### Stated problem
Rewrite all of the items below, swapping "evenodd" for "nonzero" wherever it occurs and keeping everything else as it stands. Leave the pictures out.

### Records to use

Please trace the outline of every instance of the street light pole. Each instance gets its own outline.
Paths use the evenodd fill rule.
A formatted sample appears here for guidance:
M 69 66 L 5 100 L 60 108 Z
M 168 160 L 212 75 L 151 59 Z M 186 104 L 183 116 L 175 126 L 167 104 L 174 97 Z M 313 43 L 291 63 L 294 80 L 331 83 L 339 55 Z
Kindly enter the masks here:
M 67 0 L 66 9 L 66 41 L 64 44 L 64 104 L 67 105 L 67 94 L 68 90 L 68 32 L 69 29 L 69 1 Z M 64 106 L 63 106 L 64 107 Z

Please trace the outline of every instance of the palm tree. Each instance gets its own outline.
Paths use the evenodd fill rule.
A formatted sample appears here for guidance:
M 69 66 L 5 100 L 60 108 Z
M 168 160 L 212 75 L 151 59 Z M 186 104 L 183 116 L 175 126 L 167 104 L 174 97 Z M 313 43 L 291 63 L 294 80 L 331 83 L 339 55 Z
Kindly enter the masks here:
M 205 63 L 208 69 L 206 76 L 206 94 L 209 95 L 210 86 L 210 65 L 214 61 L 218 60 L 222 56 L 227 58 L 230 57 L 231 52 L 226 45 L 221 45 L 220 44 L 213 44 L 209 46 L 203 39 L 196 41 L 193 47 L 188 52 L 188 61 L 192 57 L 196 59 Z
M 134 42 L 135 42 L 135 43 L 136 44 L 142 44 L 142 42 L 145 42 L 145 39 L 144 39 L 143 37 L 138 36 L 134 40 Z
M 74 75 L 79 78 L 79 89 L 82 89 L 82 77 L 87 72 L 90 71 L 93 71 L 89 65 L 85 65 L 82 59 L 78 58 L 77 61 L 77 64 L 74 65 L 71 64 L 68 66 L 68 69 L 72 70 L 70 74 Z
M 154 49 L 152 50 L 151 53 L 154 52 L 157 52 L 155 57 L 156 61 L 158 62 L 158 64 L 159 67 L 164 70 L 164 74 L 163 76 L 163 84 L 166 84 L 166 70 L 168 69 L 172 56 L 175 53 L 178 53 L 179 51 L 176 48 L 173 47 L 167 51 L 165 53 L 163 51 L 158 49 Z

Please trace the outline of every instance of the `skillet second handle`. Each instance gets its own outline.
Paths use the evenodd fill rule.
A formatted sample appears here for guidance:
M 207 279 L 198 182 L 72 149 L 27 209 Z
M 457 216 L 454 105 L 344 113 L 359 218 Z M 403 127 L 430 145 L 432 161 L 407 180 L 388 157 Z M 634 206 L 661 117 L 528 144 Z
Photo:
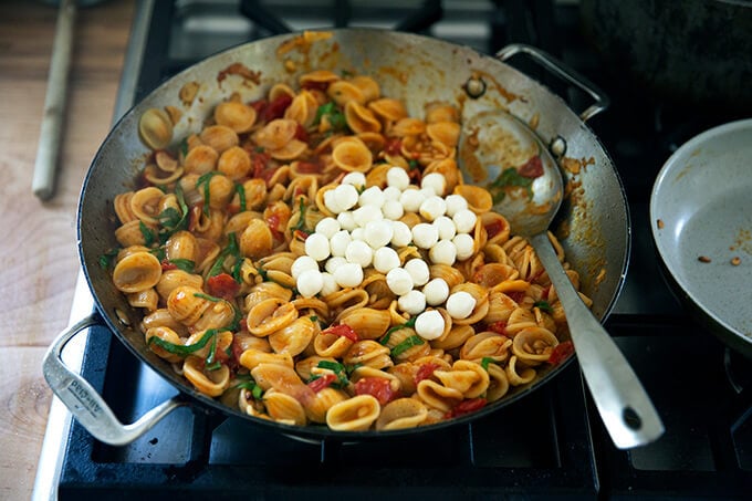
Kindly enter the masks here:
M 664 434 L 664 424 L 614 340 L 579 299 L 543 232 L 530 238 L 556 288 L 585 383 L 612 440 L 619 449 L 644 446 Z
M 42 361 L 44 378 L 52 392 L 69 408 L 73 417 L 96 438 L 111 446 L 130 443 L 148 431 L 174 409 L 185 405 L 177 397 L 170 398 L 153 408 L 136 422 L 123 425 L 102 396 L 74 373 L 62 359 L 63 347 L 73 336 L 92 325 L 100 324 L 97 314 L 92 314 L 58 335 Z
M 562 61 L 537 48 L 526 45 L 524 43 L 511 43 L 497 52 L 497 59 L 500 61 L 506 61 L 516 54 L 524 54 L 531 58 L 549 72 L 593 97 L 595 103 L 593 103 L 579 114 L 579 118 L 583 122 L 587 122 L 589 118 L 593 118 L 595 115 L 605 111 L 610 105 L 610 100 L 606 93 L 598 88 L 593 82 L 587 80 L 574 69 L 564 64 Z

### Answer
Please trace the outline of every instance of the street light pole. Each instance gets its own outline.
Paths use the nonzero fill rule.
A formatted sample appears here for guidance:
M 69 66 L 5 100 L 60 108 Z
M 168 160 L 212 75 L 151 59 Z M 186 104 L 183 116 L 175 126 L 167 104 L 174 97 Z M 313 43 L 291 63 L 294 80 L 331 83 L 339 55 Z
Kindly enter the masks here:
M 67 0 L 66 9 L 66 41 L 64 44 L 64 104 L 67 105 L 67 94 L 68 90 L 68 32 L 69 29 L 69 1 Z M 64 106 L 63 106 L 64 107 Z

Please trace the outline of every instance of the palm tree. Each instance gets its own outline.
Paths use the nonzero fill rule.
A formatted sample appears here for guidance:
M 69 66 L 5 100 L 60 108 Z
M 168 160 L 212 75 L 151 59 Z M 186 104 L 183 116 L 175 126 L 167 104 L 174 97 Z M 313 43 L 291 63 L 294 80 L 331 83 L 339 55 Z
Kindly enter the masks here:
M 205 63 L 208 69 L 206 76 L 206 94 L 209 95 L 210 86 L 210 65 L 214 61 L 218 60 L 222 56 L 227 58 L 230 57 L 231 52 L 226 45 L 221 45 L 220 44 L 213 44 L 209 46 L 203 39 L 196 41 L 193 47 L 188 52 L 188 61 L 192 57 L 196 59 Z
M 134 42 L 135 42 L 135 43 L 136 44 L 142 44 L 142 42 L 145 42 L 145 39 L 144 39 L 143 37 L 138 36 L 134 40 Z
M 74 75 L 79 78 L 79 89 L 82 89 L 82 77 L 87 72 L 90 71 L 93 71 L 89 65 L 85 65 L 82 59 L 78 58 L 77 61 L 77 64 L 74 65 L 71 64 L 68 66 L 68 69 L 72 70 L 70 74 Z
M 154 49 L 152 50 L 151 53 L 154 52 L 157 52 L 155 57 L 156 61 L 158 62 L 158 64 L 159 67 L 164 70 L 164 74 L 163 76 L 163 84 L 166 84 L 166 70 L 168 69 L 172 56 L 175 53 L 178 53 L 179 51 L 176 48 L 173 47 L 167 51 L 165 53 L 163 51 L 158 49 Z

Please trace the outline of every instance of the `skillet second handle`. Each instance gets its own outline.
Paths use the nonzero fill rule.
A formatted sample appears here for guidance:
M 207 279 L 198 182 L 72 149 L 27 209 Z
M 457 216 L 454 105 L 344 113 L 359 218 Z M 403 127 L 430 145 L 432 161 L 407 180 L 388 157 Z M 634 206 L 661 117 L 528 144 Z
Photo:
Kindly enter the masks here:
M 664 434 L 664 424 L 614 340 L 579 299 L 543 232 L 530 238 L 556 288 L 585 383 L 612 440 L 619 449 L 644 446 Z
M 42 361 L 44 378 L 52 392 L 69 408 L 73 417 L 96 438 L 111 446 L 130 443 L 148 431 L 174 409 L 185 405 L 177 397 L 170 398 L 153 408 L 136 422 L 123 425 L 102 396 L 74 373 L 62 359 L 63 347 L 73 336 L 92 325 L 100 324 L 97 314 L 92 314 L 58 335 Z
M 562 61 L 537 48 L 526 45 L 524 43 L 511 43 L 497 52 L 497 59 L 500 61 L 506 61 L 516 54 L 524 54 L 531 58 L 549 72 L 593 97 L 595 103 L 593 103 L 579 114 L 579 118 L 583 122 L 587 122 L 589 118 L 593 118 L 595 115 L 605 111 L 610 105 L 610 100 L 606 93 L 598 88 L 593 82 L 587 80 L 574 69 L 564 64 Z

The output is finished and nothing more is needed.